-- PROBLEM DESCRIPTION --
Only an exact repetition of the lines from the one that holds "Question. For every instance of the bicycle in" to the end of the records is wanted.

[Start of Attachment]

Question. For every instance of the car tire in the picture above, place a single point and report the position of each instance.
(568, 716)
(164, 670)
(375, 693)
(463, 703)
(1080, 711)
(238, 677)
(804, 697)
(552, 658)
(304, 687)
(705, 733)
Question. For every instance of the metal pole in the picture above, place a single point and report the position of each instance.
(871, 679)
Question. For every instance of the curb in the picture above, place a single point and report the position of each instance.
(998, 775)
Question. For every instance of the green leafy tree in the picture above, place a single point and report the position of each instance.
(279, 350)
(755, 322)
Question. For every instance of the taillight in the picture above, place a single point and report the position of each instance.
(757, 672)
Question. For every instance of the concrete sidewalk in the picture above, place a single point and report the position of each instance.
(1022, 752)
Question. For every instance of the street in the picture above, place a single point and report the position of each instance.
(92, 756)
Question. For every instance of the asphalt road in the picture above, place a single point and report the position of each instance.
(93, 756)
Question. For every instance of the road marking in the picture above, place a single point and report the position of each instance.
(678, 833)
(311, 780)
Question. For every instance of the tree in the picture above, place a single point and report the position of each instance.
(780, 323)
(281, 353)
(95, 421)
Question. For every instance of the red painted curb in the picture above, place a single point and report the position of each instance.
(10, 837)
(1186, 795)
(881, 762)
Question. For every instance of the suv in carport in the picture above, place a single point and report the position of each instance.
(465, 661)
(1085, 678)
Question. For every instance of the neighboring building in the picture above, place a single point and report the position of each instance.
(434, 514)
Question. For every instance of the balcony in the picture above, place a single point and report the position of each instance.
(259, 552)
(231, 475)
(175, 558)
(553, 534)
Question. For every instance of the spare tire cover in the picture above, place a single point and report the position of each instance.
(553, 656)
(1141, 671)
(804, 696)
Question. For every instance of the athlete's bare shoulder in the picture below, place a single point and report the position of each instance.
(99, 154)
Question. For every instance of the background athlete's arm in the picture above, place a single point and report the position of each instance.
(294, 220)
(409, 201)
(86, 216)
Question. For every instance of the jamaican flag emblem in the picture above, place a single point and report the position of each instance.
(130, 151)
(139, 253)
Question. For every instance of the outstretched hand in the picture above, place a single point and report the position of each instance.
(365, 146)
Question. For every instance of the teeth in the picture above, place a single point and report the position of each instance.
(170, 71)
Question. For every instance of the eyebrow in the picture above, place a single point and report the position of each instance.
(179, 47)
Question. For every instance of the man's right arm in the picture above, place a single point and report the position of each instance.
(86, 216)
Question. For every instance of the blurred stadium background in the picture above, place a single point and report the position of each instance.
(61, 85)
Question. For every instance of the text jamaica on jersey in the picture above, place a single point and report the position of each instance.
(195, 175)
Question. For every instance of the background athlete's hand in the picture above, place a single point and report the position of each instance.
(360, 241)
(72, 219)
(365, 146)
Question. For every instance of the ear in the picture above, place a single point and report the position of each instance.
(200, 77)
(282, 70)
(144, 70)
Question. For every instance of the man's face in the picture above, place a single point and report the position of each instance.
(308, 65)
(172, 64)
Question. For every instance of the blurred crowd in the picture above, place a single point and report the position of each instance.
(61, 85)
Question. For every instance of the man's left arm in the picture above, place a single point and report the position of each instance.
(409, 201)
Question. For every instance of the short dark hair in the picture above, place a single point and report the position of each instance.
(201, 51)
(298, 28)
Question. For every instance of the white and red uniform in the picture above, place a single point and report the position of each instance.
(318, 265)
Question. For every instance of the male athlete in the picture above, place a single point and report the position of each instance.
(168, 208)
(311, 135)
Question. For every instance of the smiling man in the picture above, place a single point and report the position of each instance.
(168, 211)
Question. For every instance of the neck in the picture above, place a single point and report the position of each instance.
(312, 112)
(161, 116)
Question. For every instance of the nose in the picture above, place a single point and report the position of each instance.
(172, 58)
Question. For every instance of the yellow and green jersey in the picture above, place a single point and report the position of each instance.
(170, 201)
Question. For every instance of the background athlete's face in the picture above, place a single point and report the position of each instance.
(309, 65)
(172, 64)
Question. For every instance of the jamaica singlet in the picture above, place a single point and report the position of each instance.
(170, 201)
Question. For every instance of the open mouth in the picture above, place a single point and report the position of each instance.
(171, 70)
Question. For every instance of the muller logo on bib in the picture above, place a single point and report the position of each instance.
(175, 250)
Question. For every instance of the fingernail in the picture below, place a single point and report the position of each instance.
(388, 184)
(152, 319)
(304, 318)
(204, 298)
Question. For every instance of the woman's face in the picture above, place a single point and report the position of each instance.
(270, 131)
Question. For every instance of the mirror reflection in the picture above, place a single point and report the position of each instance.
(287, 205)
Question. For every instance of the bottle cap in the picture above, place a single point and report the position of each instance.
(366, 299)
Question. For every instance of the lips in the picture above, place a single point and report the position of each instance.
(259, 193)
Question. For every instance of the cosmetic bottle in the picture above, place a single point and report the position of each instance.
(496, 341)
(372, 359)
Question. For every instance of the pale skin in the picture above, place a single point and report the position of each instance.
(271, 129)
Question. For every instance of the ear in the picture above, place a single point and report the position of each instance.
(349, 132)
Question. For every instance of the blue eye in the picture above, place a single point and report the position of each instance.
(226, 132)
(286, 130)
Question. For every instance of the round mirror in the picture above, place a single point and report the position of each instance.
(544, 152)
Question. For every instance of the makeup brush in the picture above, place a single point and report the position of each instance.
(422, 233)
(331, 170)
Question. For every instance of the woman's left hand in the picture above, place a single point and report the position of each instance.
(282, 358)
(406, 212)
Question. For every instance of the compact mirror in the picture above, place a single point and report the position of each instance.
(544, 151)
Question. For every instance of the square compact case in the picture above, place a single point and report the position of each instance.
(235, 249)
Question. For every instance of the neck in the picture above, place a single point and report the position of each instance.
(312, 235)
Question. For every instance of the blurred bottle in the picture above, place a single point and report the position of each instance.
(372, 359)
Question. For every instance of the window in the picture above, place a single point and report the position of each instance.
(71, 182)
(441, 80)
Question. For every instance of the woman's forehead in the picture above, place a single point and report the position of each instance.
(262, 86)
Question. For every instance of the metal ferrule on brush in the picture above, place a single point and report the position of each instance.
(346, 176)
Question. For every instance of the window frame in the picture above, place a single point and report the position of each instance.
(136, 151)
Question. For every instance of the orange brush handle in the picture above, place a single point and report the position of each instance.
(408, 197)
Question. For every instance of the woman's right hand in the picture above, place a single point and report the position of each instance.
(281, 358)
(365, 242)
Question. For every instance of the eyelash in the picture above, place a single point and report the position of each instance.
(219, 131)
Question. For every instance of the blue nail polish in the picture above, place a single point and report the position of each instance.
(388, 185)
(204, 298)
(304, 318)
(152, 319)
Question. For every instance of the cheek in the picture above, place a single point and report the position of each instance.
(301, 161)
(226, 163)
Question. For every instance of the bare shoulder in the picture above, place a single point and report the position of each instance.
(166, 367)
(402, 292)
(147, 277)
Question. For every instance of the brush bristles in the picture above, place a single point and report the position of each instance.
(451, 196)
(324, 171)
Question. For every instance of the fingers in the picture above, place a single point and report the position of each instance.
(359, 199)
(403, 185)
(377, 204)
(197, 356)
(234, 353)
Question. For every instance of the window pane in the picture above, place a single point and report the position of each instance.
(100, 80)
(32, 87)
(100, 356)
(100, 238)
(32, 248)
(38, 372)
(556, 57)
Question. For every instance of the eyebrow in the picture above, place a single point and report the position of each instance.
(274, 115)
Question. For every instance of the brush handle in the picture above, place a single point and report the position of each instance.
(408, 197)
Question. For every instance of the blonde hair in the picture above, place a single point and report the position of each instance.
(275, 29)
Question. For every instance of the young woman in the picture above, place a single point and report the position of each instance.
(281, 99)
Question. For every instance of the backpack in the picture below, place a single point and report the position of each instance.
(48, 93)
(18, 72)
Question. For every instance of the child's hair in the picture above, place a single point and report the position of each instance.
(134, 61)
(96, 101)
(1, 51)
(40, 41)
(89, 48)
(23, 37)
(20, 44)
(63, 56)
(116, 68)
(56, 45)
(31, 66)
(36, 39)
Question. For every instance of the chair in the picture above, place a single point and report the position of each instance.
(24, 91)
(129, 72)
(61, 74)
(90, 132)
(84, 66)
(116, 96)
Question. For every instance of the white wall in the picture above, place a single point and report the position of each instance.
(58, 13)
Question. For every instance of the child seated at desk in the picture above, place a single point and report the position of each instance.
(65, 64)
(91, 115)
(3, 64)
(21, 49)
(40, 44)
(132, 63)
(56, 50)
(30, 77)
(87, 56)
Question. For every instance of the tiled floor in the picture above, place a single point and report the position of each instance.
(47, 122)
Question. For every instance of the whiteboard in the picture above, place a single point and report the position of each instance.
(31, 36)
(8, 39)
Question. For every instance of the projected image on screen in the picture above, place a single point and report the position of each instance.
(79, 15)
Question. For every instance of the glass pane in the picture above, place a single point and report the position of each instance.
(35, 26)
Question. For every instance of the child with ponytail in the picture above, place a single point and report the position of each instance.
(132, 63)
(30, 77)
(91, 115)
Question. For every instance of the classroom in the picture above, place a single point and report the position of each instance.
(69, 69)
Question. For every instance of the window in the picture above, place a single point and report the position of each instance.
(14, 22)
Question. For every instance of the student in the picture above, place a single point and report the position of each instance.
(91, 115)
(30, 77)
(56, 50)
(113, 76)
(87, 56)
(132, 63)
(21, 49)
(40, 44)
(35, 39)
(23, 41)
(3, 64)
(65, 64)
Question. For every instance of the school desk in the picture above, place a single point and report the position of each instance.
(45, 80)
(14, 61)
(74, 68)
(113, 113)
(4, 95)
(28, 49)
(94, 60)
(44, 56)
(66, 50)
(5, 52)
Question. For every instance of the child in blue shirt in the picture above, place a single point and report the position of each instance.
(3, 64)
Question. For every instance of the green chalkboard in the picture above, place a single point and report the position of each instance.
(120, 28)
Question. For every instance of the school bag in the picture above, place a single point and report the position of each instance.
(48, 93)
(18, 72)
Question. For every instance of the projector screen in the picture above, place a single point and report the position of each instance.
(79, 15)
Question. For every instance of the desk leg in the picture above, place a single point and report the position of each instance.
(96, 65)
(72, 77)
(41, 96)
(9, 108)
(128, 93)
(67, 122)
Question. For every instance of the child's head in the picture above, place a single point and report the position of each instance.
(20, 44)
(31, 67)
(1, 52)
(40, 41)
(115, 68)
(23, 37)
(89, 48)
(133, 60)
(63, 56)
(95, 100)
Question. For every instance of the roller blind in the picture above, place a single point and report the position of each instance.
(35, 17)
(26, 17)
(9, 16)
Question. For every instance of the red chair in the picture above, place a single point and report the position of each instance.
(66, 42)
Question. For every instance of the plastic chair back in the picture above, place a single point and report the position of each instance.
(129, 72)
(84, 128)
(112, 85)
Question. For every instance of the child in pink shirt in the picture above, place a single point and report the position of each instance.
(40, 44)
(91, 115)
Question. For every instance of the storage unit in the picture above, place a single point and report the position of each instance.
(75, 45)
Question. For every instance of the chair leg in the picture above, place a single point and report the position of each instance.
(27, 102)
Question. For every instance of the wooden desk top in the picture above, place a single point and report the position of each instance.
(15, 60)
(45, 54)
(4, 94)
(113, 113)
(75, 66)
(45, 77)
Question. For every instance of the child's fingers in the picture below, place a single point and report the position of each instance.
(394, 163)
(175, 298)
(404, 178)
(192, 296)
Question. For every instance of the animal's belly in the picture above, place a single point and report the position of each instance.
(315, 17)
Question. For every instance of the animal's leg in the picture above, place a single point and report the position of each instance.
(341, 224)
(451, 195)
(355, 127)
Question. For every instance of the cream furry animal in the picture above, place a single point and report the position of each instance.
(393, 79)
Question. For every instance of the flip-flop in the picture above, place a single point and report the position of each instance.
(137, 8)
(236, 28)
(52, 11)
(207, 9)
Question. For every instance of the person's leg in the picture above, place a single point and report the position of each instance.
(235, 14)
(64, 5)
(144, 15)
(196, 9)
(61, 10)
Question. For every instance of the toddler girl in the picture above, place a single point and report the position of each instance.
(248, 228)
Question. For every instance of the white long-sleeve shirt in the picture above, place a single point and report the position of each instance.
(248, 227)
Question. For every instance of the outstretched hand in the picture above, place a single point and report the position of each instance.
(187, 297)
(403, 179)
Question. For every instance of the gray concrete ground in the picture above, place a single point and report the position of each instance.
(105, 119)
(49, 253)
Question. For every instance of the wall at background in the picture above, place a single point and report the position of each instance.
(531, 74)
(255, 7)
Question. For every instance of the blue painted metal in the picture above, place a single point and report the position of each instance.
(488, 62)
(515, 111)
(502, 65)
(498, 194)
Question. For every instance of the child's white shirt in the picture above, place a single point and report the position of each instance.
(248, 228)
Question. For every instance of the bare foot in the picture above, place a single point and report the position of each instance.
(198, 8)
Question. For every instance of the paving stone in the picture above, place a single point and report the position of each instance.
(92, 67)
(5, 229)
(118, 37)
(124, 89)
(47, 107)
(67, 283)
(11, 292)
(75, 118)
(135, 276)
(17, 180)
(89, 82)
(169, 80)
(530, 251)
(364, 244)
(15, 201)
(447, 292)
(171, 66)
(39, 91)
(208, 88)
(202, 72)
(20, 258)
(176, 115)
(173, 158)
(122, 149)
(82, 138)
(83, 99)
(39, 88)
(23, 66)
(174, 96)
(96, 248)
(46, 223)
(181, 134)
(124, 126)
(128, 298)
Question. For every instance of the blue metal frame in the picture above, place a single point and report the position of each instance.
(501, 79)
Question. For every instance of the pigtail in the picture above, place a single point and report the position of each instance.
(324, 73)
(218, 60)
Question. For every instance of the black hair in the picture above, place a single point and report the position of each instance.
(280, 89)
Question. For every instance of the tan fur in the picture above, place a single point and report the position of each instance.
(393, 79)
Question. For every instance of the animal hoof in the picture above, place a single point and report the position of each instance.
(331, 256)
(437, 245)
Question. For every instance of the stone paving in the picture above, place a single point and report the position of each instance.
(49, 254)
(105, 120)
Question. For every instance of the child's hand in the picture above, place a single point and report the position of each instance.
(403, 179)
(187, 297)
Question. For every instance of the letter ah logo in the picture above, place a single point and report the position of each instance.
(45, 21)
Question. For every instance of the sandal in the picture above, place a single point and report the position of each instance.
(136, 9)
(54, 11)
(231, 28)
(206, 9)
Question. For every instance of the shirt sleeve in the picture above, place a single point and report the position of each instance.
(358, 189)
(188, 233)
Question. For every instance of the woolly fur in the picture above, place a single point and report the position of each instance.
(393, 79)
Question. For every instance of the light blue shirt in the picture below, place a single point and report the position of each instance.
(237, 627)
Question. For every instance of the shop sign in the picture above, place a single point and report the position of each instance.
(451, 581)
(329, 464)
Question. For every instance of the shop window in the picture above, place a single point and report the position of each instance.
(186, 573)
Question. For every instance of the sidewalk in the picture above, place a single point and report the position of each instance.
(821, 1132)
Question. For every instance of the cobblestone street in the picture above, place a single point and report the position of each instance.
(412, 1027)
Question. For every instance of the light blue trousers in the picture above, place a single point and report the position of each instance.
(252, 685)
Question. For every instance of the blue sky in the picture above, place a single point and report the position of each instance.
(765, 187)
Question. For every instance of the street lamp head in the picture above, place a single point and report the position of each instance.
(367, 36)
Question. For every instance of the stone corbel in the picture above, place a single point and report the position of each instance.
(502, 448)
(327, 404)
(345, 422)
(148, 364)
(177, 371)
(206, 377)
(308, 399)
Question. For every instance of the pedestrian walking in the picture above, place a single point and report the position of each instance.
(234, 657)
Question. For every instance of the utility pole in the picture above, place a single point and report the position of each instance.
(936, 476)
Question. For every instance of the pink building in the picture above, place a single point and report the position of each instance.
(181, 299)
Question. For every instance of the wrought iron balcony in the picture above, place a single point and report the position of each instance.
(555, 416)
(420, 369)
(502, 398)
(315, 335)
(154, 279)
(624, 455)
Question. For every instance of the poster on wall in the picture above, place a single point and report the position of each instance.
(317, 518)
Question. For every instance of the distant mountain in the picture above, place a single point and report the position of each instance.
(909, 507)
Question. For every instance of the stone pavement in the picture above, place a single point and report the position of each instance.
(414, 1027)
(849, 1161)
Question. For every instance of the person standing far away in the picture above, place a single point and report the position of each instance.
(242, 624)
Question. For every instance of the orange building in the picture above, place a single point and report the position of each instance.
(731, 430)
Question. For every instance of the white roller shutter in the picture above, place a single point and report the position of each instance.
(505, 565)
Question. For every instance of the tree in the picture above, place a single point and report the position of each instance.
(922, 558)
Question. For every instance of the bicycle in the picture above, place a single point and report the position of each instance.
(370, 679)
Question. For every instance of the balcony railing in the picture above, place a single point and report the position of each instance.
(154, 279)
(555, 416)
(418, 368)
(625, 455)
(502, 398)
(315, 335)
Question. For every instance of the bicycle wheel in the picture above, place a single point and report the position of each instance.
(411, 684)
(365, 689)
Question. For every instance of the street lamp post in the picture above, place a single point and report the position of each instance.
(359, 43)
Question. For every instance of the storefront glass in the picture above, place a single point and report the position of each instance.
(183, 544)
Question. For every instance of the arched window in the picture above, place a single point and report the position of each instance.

[End of Attachment]

-- RESPONSE BOX --
Question. For every instance of the bicycle in the picture above, place a single point and report the position of each instance.
(370, 679)
Question. For every instance of the balcony railing in the picture above, place a single point and report the position of each instance.
(154, 279)
(555, 416)
(418, 368)
(625, 455)
(502, 398)
(315, 335)
Question. For every instance of the bicycle wheel in the picture above, place a single point and report the position of each instance.
(411, 684)
(365, 689)
Question. For every instance of the street lamp post in the picture above, place a single point and report the position of each instance.
(359, 43)
Question. For every instance of the storefront glass in the picture above, place a single point and report the position of each instance.
(183, 544)
Question. For every instance of the arched window in the picture above, place a single point and report the position of each instance.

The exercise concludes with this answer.